◆ PROVIDED DATA ◆
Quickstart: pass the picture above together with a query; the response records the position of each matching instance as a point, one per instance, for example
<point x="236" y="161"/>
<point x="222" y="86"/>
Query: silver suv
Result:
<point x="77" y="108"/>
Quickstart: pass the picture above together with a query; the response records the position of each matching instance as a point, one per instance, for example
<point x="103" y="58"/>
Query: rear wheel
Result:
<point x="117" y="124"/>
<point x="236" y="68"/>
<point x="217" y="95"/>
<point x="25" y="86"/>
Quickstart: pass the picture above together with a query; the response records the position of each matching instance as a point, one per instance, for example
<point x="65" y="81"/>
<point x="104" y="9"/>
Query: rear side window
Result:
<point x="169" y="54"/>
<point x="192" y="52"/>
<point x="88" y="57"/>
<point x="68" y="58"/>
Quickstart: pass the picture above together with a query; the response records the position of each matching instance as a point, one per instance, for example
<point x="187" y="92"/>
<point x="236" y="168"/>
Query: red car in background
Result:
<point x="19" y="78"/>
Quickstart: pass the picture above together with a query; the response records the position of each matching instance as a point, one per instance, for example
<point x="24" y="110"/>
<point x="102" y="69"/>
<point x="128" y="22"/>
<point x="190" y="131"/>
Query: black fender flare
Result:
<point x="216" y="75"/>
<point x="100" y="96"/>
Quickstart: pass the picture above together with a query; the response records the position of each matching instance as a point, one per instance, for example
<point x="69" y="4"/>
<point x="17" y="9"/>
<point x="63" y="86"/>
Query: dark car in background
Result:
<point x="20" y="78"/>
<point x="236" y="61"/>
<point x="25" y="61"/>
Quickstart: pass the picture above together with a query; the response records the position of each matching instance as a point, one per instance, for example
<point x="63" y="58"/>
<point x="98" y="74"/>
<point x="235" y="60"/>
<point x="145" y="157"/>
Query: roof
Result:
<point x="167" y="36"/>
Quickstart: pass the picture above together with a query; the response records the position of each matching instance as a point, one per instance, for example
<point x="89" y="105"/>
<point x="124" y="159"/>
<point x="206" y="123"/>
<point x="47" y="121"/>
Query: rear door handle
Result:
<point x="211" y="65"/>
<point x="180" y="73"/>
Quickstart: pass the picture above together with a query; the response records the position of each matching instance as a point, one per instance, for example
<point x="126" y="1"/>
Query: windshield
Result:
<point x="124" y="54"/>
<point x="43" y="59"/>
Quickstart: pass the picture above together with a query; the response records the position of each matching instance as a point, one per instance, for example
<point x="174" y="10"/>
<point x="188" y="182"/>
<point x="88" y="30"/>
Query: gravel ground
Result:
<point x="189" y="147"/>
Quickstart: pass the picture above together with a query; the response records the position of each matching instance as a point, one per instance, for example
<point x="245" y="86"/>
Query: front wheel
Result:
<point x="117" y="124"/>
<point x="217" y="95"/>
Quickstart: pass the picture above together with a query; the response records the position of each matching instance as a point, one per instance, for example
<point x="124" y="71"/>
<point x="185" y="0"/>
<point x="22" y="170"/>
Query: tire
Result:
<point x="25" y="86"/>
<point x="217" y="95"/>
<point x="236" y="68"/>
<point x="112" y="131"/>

◆ WHAT IS EXPECTED ◆
This calls for repeating all of the records, character for character.

◆ FINISHED TASK ◆
Quickstart: pass the picture above together with a query; the response records the position of each matching instance as a point, one per instance, for example
<point x="236" y="161"/>
<point x="222" y="86"/>
Query: silver suv
Result:
<point x="77" y="108"/>
Quickstart: pass the picture above together with a query; the response records the position of each matching instance as a point, one per instance, for example
<point x="103" y="58"/>
Query: rear wheel
Result:
<point x="117" y="124"/>
<point x="236" y="68"/>
<point x="217" y="95"/>
<point x="25" y="86"/>
Quickstart: pass the picture above together with a query; the response records the position of each matching instance as a point, one per instance, for example
<point x="65" y="81"/>
<point x="104" y="9"/>
Query: rear side window
Result:
<point x="169" y="54"/>
<point x="192" y="52"/>
<point x="88" y="57"/>
<point x="68" y="58"/>
Quickstart: pass the picture above together with a query; the response records the position of each matching instance as a point, one per instance, for example
<point x="187" y="92"/>
<point x="236" y="168"/>
Query: red car in background
Result:
<point x="19" y="78"/>
Quickstart: pass the picture above together with a query; the response records the position of each matching instance as a point, one per instance, for example
<point x="24" y="110"/>
<point x="102" y="69"/>
<point x="128" y="22"/>
<point x="190" y="131"/>
Query: black fender flare
Result:
<point x="216" y="75"/>
<point x="100" y="96"/>
Quickstart: pass the picture above together with a query; the response records the position of each matching instance as a point, one per instance, for example
<point x="69" y="4"/>
<point x="17" y="9"/>
<point x="63" y="86"/>
Query: dark car in background
Result:
<point x="20" y="78"/>
<point x="236" y="61"/>
<point x="25" y="61"/>
Quickstart: pass the picture above together with a query; the response records the position of each matching instance as a point, one per instance, for example
<point x="63" y="58"/>
<point x="98" y="74"/>
<point x="235" y="60"/>
<point x="145" y="157"/>
Query: roof
Result:
<point x="167" y="36"/>
Quickstart: pass the picture above together with a query; the response records the position of each matching instance as a point, one per instance, for example
<point x="89" y="105"/>
<point x="124" y="159"/>
<point x="206" y="123"/>
<point x="47" y="121"/>
Query: rear door handle
Result:
<point x="211" y="65"/>
<point x="180" y="73"/>
Quickstart: pass the picture above together with a query; the response records the position of each matching instance as a point, one per instance, for example
<point x="126" y="1"/>
Query: windshield
Result:
<point x="124" y="54"/>
<point x="43" y="59"/>
Quickstart: pass the picture above together with a query; the response records the position of each matching instance as a point, one per instance, for example
<point x="174" y="10"/>
<point x="188" y="182"/>
<point x="88" y="30"/>
Query: gravel ground
Result:
<point x="189" y="147"/>
Quickstart: pass the picture above together with a query; the response records the position of each matching instance as a point, one per instance, for example
<point x="245" y="86"/>
Query: front wheel
Result:
<point x="117" y="124"/>
<point x="217" y="95"/>
Quickstart: pass the picture above together with a query; the response records the position of each matching instance as a point, one per instance, for example
<point x="124" y="71"/>
<point x="185" y="0"/>
<point x="22" y="170"/>
Query: tire
Result:
<point x="25" y="86"/>
<point x="217" y="95"/>
<point x="236" y="68"/>
<point x="112" y="131"/>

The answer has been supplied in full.